(Extracted items)
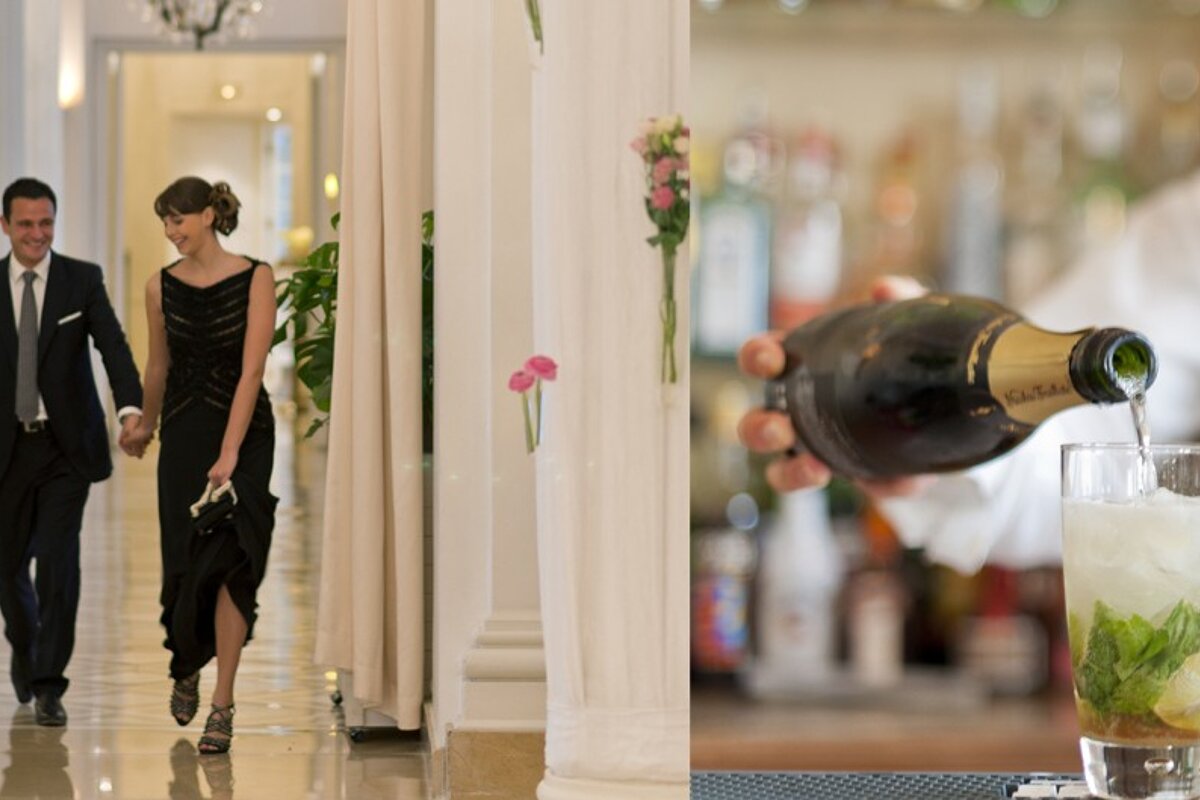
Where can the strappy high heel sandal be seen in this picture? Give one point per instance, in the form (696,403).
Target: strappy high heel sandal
(185,698)
(220,722)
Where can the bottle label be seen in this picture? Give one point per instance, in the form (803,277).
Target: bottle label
(1029,372)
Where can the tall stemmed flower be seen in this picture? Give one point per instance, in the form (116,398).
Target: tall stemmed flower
(534,14)
(664,143)
(537,370)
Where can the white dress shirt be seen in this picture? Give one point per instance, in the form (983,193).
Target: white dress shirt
(17,288)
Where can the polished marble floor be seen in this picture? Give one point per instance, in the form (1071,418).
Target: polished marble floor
(121,743)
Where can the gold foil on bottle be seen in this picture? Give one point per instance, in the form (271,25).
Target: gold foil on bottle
(1029,373)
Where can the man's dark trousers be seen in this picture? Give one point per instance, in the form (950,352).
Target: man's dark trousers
(41,500)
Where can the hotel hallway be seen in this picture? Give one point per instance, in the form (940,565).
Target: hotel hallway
(120,741)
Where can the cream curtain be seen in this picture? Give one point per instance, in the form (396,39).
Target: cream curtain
(612,469)
(370,608)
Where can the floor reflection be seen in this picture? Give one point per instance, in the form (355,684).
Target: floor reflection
(185,765)
(121,741)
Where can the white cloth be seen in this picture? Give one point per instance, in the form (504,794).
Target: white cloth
(612,467)
(1007,511)
(370,611)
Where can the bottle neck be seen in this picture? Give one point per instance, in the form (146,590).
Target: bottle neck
(1113,365)
(1035,373)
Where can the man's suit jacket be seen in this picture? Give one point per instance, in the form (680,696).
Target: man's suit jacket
(73,308)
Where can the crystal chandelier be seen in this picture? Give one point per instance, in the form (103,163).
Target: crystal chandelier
(198,19)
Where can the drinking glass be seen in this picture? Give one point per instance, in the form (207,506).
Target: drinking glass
(1131,525)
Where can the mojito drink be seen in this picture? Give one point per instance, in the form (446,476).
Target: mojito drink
(1132,571)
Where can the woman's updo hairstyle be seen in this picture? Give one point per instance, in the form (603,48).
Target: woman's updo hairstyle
(192,194)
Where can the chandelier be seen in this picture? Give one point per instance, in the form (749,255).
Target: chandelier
(198,19)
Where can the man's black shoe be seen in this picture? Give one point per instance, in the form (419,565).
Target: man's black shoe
(48,711)
(19,671)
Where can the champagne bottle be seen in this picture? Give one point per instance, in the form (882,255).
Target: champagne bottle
(942,382)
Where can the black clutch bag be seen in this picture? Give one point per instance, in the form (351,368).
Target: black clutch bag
(215,506)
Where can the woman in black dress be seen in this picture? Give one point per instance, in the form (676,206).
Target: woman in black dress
(211,318)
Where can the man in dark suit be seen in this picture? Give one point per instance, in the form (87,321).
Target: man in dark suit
(53,438)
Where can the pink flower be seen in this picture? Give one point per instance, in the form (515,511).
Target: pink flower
(541,366)
(663,169)
(663,198)
(521,380)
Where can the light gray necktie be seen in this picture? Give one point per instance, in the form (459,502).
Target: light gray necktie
(27,353)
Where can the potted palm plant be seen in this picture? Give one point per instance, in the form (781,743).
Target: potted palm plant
(309,299)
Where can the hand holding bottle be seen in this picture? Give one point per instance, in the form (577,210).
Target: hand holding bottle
(927,384)
(767,431)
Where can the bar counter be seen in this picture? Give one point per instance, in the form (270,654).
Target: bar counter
(924,733)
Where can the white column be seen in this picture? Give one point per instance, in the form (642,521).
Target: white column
(612,471)
(12,94)
(42,115)
(487,660)
(504,671)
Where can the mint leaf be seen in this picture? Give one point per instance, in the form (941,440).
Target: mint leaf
(1127,662)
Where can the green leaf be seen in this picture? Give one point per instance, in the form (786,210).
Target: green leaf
(1127,662)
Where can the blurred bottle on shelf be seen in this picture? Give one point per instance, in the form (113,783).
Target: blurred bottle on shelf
(808,254)
(1003,647)
(1105,187)
(875,608)
(732,265)
(975,218)
(897,236)
(1036,250)
(721,577)
(798,578)
(1177,119)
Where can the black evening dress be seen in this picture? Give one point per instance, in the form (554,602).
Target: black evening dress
(205,332)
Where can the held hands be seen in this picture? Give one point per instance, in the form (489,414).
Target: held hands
(222,470)
(763,431)
(135,437)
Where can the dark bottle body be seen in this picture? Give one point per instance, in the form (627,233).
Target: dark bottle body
(942,383)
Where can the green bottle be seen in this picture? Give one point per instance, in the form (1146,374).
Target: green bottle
(942,383)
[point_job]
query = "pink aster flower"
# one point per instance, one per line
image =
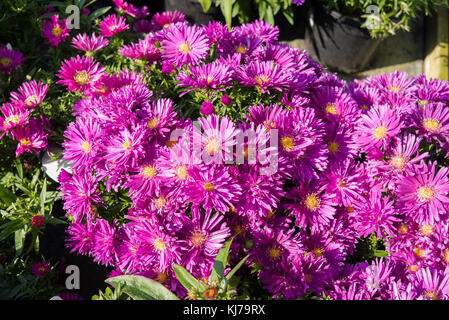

> [SHORT PROBLEM]: Render every line of the items above as a JSON list of strings, one string per line, skipping blank lines and omitting the pictures.

> [SOLUTION]:
[
  "Where can the strappy high heel sandal be seen in this picture? Give one point per instance, in the form (696,403).",
  "Target: strappy high heel sandal",
  "(185,698)",
  "(220,722)",
  "Where can the bottle label be seen in this picture? Give one point per instance, in the form (803,277).",
  "Target: bottle label",
  "(1029,372)",
  "Where can the tall stemmed flower be seen in this picture? Give one point per instance, in the form (116,398).",
  "Target: tall stemmed flower",
  "(534,14)",
  "(664,143)",
  "(537,370)",
  "Where can the white dress shirt be seen in this picture? Give one point per instance, in the form (983,193).",
  "Target: white dress shirt",
  "(17,288)",
  "Where can the polished marble floor be seen in this picture? Give one point per instance, in the form (1071,418).",
  "Target: polished marble floor",
  "(121,743)",
  "Where can the gold foil on bottle be seen in this picture? Give one point per instance, in the form (271,25).",
  "Target: gold foil on bottle",
  "(1029,373)",
  "Where can the man's dark trousers be seen in this picture? Give one point per instance, in the form (950,352).",
  "Target: man's dark trousers",
  "(41,500)",
  "Where can the hotel hallway be seen in this picture? Give one point per instance, in the form (940,565).",
  "Target: hotel hallway",
  "(120,741)",
  "Where can the cream curtain be seen in this picture? Give one point per instance, in the form (396,39).",
  "Target: cream curtain",
  "(612,469)",
  "(370,608)",
  "Where can the floor reflection be seen in this picture? Give one point per instance, in the form (355,684).",
  "Target: floor reflection",
  "(185,765)",
  "(121,741)",
  "Where can the white cloth be seen in this picture? Give one point per instance, in the form (504,794).",
  "Target: white cloth",
  "(612,467)",
  "(1007,511)",
  "(370,611)",
  "Where can the bottle neck be seen in this picture? Give one point per instance, in the form (146,590).",
  "Target: bottle neck",
  "(1113,365)",
  "(1035,373)",
  "Where can the man's suit jacket be seen in this picture? Give one point per instance, in the form (680,696).",
  "Target: man's suit jacket",
  "(73,308)",
  "Where can the crystal chandelier be seen in this picture? Give one point per instance, in the form (103,163).",
  "Target: crystal chandelier",
  "(198,19)",
  "Where can the drinking glass be seen in this picture? Give one point per instance, in the form (207,506).",
  "Target: drinking glass",
  "(1131,525)",
  "Where can the mojito drink be seen in this picture? Give one point per instance, in the form (446,476).",
  "Target: mojito drink",
  "(1132,571)",
  "Where can the woman's updo hairstyle be seen in this picture? Give one point per instance, in the form (603,48).",
  "Target: woman's updo hairstyle",
  "(192,194)",
  "Where can the chandelier be seen in this picture? Give one point per instance, in the form (749,255).",
  "Target: chandelier",
  "(198,19)",
  "Where can the man's black shoe be seen in this picture? Give one point per instance, in the form (419,565).",
  "Target: man's black shoe",
  "(48,711)",
  "(19,671)",
  "Where can the champagne bottle be seen in this picture? Give one point per instance, in the form (882,255).",
  "Target: champagne bottle",
  "(942,382)",
  "Where can the black clutch bag be seen in this picture? Give one point per instance, in the form (351,368).",
  "Target: black clutch bag",
  "(215,506)",
  "Where can the woman in black dress be seen in this picture? Give one point per instance, in the form (676,206).",
  "Target: woman in black dress",
  "(211,318)",
  "Where can the man in dark suit be seen in this picture? Give one point per instance, in the form (87,321).",
  "Target: man in dark suit",
  "(53,438)",
  "Where can the pink flower be seen in this picture? Give one point per instance, in the form (515,511).",
  "Target: pink flower",
  "(541,366)",
  "(663,169)",
  "(663,198)",
  "(521,380)",
  "Where can the light gray necktie be seen in this picture? Give one point per instance, in the form (459,502).",
  "Target: light gray necktie",
  "(27,353)",
  "Where can the potted palm plant be seen in this picture? Give one point per instance, in the form (781,743).",
  "Target: potted palm plant",
  "(309,299)",
  "Where can the hand holding bottle be seen in this picture? Give one point per instance, in the form (577,210).",
  "Target: hand holding bottle",
  "(927,384)",
  "(767,431)",
  "Where can the bar counter be seen in this picture? Give one point per instance, in the form (270,654).",
  "Target: bar counter",
  "(924,733)",
  "Where can the white column be seen in this picture? Give one point per instance, in the form (642,521).",
  "Target: white column",
  "(612,471)",
  "(12,94)",
  "(42,115)",
  "(487,660)",
  "(504,671)",
  "Where can the mint leaf be seen in this picture? Give one point per instance, in the form (941,440).",
  "Target: mint leaf",
  "(1127,662)",
  "Where can the green leaf be seen in this picture? Give one point per instance, in the form (786,210).",
  "Target: green leaf",
  "(1127,662)",
  "Where can the blurred bottle on shelf be seen in this picture? Give one point per instance, in the form (113,783).",
  "Target: blurred bottle on shelf",
  "(808,254)",
  "(1003,647)",
  "(1105,187)",
  "(875,608)",
  "(732,265)",
  "(975,218)",
  "(897,236)",
  "(1036,250)",
  "(721,577)",
  "(798,578)",
  "(1177,119)",
  "Where can the black evening dress be seen in this picture? Give one point per instance, in the form (554,602).",
  "Target: black evening dress",
  "(205,332)",
  "Where can the held hands be seen in this picture? Give one point per instance, in the form (489,414).",
  "Target: held hands",
  "(222,470)",
  "(763,431)",
  "(135,437)",
  "Where can the dark bottle body be seen in this picture? Give one point per instance, in the form (627,233).",
  "Target: dark bottle body",
  "(942,383)",
  "Where can the green bottle be seen in this picture? Give one point per instance, in the form (1146,374).",
  "Target: green bottle",
  "(942,383)",
  "[point_job]",
  "query = \"pink aster flower\"",
  "# one point per instance, one per line",
  "image ="
]